GPS Mapping System

Compiled by: Paul M. Kankula NN8NN (non-copyrighted)

10 Jan 2015







By: Paul M Kankula - NN8NN   [email protected]   non-copyrighted


Have you ever search & searched for an old family cemetery and eventually found its tombstone inscription recording in a Genealogical Society Cemetery Survey Book?  However, the instructions given in the survey book for locating the place were really vague.


The instructions said that the cemetery is located  300 yds NW of Bubba Holcomb’s barn, on Kudzu Road, 2 miles South of Long Creek, in Oconee County.  Apparently Kudzu Road no longer exist.  No one can remember where Bubba Holcomb once lived and his extended family has apparently died off.  Think this an unusual example?  Not at all..!  Survey books are just filled with location examples of this type!  Meanwhile, you just know that the Pine Trees and Kudzu are slowly destroying this cemetery and it will surely be forgotten with the passing of time. 


It’s interesting to note that the disposing of human remains is not a priority with the State of South Carolina.  When I made a recent query about burial locations, I was told that I could bury a family member anywhere on owned property, but not within 15’ of running water. (Interesting .. I wonder why your allowed to bury a love-one next to your well that you draw your drinking water from, but not a dirty creek?)  Did you know that there’s no State maintained database that tells where folks are buried –or- where graves were moved to because of construction?  The Department of Transportation is famous for moving graves and then forgetting where they moved them to…


FORTUNATELY, GPS mapping can help prevent some of these problems!





In 1978, our Department of Defense started to create a network of (24) satellites intended for military applications. This was called the Global Positioning System (GPS). They wanted to give field soldiers the ability to tell where they were located, in what direction they were going, and how far they had to go.  The satellite network was completed in 1994. In the 1980's, the government made it available for civilian use.  Shortly, if you want to know exactly where your at, you’ll ask your cell phone.  If your in an accident and use your cell phone to call 911, they’ll know exactly where your at.

### ROWS
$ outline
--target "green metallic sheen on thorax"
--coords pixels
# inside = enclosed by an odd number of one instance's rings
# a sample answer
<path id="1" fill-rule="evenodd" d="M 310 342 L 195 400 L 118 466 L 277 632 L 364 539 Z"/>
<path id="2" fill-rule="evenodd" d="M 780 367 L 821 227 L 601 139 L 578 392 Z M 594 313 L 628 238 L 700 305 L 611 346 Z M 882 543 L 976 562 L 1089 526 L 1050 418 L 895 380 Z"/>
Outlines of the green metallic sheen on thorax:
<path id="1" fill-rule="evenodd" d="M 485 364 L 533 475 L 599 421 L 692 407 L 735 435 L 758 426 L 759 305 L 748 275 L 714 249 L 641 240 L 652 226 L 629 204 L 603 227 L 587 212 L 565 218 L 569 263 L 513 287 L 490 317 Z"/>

### REQUEST 1
According to the GPS mapping text, why did the Department of Defense set up its satellite network?
### REQUEST 2
Reproduce the GPS mapping text from "10 Jan 2015" to "were really vague.".
The records come from a different source than the text.

### RESULT 1
The Department of Defense set up the network for military use. It wanted field soldiers to be able to tell where they were, which direction they were heading, and how far they still had to go.

### RESULT 2
10 Jan 2015







By: Paul M Kankula - NN8NN   [email protected]   non-copyrighted


Have you ever search & searched for an old family cemetery and eventually found its tombstone inscription recording in a Genealogical Society Cemetery Survey Book?  However, the instructions given in the survey book for locating the place were really vague.